■ Exercise data ■
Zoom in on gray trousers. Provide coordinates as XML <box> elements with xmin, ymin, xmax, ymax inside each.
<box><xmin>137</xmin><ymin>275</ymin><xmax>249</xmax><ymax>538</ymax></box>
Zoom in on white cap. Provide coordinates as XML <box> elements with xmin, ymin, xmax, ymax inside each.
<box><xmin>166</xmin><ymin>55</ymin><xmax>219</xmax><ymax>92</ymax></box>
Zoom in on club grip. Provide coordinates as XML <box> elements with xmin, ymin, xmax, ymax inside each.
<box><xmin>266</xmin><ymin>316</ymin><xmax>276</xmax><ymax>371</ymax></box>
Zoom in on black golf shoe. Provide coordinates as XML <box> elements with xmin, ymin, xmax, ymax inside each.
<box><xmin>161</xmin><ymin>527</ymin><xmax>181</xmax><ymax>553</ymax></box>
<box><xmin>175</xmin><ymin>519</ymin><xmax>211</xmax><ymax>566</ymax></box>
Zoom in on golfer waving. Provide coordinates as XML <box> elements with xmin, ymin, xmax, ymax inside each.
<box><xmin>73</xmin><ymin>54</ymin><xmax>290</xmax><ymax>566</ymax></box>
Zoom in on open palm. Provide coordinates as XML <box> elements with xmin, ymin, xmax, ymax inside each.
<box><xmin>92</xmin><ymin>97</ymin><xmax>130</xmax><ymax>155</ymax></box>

■ Exercise ■
Everything from the line containing "Zoom in on golfer" to the last line of the material above must be copied exactly, and only that.

■ Task answer ■
Zoom in on golfer waving. Provide coordinates as XML <box> elements with xmin, ymin, xmax, ymax inside each.
<box><xmin>73</xmin><ymin>54</ymin><xmax>290</xmax><ymax>566</ymax></box>
Zoom in on open palm. Provide coordinates as XML <box> elements with xmin, ymin, xmax, ymax inside each.
<box><xmin>92</xmin><ymin>97</ymin><xmax>130</xmax><ymax>155</ymax></box>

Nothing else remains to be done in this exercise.